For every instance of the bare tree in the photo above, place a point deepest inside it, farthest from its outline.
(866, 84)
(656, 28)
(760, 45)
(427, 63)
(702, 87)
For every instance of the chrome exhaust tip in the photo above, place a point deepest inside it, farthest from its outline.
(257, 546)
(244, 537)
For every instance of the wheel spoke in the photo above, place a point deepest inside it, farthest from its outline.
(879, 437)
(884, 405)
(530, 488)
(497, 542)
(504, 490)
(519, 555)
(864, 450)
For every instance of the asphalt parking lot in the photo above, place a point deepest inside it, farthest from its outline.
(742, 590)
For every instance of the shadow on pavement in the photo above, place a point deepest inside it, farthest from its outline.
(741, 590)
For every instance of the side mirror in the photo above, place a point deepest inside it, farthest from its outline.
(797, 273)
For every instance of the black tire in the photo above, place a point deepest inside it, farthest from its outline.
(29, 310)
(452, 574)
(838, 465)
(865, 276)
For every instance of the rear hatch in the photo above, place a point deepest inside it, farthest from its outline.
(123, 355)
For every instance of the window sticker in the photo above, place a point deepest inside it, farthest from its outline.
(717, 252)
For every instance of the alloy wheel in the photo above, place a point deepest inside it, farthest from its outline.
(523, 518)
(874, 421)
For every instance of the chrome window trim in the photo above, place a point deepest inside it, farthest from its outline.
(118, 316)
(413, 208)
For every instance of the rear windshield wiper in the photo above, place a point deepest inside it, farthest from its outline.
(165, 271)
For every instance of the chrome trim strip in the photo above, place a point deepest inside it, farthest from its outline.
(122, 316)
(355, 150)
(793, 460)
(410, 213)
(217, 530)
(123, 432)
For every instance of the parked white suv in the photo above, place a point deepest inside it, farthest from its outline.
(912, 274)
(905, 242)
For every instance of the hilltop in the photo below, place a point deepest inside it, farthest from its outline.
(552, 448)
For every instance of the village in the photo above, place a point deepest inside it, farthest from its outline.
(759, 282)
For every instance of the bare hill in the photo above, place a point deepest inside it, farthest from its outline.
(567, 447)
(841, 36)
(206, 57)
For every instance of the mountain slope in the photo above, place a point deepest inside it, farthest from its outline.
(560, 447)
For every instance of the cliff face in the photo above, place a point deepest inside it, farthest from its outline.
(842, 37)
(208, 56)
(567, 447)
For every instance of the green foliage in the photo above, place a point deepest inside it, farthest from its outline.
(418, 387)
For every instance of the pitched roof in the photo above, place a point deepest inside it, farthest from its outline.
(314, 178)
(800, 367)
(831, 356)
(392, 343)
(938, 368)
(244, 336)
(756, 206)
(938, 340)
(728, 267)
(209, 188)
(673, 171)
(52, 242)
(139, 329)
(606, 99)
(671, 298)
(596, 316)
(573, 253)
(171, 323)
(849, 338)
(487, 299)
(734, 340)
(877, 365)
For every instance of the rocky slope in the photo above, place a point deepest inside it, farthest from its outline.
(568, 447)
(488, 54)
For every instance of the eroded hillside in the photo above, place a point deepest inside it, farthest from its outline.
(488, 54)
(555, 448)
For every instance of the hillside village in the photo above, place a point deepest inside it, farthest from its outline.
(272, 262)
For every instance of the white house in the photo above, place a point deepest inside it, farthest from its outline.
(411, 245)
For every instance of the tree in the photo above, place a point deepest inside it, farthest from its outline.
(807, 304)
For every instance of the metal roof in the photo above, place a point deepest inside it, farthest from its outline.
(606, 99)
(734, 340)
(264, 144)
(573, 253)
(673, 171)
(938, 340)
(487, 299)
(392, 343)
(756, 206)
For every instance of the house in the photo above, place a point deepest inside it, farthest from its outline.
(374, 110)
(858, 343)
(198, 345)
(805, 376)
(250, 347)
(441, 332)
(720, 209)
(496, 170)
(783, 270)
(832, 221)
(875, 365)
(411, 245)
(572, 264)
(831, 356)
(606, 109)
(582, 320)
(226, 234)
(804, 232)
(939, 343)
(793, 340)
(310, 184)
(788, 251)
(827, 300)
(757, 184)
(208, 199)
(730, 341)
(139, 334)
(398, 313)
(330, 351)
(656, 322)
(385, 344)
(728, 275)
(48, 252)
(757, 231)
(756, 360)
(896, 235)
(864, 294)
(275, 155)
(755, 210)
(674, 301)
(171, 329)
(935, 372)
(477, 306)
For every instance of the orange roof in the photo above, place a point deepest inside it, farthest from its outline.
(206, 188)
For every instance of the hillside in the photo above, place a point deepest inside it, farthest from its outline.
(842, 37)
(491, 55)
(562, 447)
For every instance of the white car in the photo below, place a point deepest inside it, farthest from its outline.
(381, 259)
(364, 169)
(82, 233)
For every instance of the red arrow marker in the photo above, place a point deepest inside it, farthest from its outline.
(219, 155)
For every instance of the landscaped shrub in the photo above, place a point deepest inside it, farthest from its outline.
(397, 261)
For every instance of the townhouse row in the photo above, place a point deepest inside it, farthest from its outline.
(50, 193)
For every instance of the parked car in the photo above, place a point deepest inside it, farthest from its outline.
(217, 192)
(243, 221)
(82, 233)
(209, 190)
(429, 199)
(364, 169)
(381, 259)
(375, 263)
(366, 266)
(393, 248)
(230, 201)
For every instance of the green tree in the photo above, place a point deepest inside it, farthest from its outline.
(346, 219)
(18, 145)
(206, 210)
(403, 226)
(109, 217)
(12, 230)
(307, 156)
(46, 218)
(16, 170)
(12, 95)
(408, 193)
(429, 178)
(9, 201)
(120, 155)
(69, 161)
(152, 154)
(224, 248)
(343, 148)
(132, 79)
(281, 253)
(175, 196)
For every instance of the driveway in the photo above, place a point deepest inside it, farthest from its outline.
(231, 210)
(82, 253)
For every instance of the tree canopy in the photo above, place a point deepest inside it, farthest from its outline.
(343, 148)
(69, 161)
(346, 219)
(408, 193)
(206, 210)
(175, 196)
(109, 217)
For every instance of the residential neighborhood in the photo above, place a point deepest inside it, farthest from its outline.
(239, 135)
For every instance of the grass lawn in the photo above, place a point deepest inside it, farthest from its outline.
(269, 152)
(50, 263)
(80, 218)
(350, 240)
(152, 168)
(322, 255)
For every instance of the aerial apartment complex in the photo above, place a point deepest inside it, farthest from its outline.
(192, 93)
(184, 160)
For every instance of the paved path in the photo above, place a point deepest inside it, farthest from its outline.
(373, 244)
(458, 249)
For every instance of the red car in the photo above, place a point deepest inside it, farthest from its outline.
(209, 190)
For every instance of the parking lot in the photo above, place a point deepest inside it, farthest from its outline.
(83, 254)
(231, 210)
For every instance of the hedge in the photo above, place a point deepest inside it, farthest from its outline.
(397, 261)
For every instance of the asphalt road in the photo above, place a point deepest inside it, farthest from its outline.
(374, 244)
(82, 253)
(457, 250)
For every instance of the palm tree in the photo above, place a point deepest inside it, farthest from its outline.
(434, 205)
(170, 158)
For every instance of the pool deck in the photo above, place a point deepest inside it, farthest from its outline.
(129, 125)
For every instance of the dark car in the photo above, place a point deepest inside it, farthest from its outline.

════════════════════

> _Task to complete_:
Please reproduce the listing word for word, but only from the line that contains "For every instance of the green tree" to its last line, inclusive.

> _Reply to the exercise_:
For every instance of the green tree in the photo above, place a point deepest inside it, farthest from its outline.
(346, 219)
(18, 145)
(206, 210)
(403, 226)
(109, 217)
(12, 230)
(307, 156)
(46, 218)
(16, 170)
(12, 95)
(408, 193)
(429, 178)
(9, 201)
(120, 155)
(69, 161)
(152, 154)
(224, 248)
(343, 148)
(132, 79)
(281, 253)
(175, 196)
For every instance of the driveway in the photo above, place a point deepest inside it, farthest from its outline.
(231, 210)
(82, 253)
For every instance of the tree canopy in the photo above, place a point deepest inside it, farthest from its outline.
(343, 148)
(69, 161)
(346, 219)
(408, 193)
(206, 210)
(175, 196)
(109, 217)
For every instance of the residential neighborhood in the photo above, place a point deepest inside it, farthest from its outline.
(239, 135)
For every instance of the grass lawn in the photo above, place a point deepest inside it, farthest from its outline.
(269, 152)
(50, 263)
(80, 218)
(350, 240)
(152, 168)
(322, 255)
For every instance of the aerial apartment complex in the photo above, place a point deepest inside it, farthest from its outline.
(192, 93)
(184, 160)
For every instance of the paved path in the photo above, place a point deepest inside it, farthest from its outline.
(373, 244)
(458, 249)
For every instance of the red car in the photo above, place a point deepest inside it, farthest from its outline.
(209, 190)
For every instance of the parking lot in the photo above, place a point deepest inside it, farthest from its outline.
(83, 254)
(231, 210)
For every instance of the hedge in the photo above, place a point deepest inside it, farthest from its outline.
(397, 261)
For every instance of the asphalt road in the photo above, place a point deepest inside it, farthest from its outline.
(374, 244)
(82, 253)
(457, 250)
For every instance of the palm tree in the photo above, place a point deepest inside it, farthest from its outline.
(434, 205)
(170, 158)
For every instance of the pool deck in the photo above, place a point deepest inside it, farthest from its outline.
(129, 125)
For every instance of the dark car in the photo above, place a point deepest inside it, farthest from its outline.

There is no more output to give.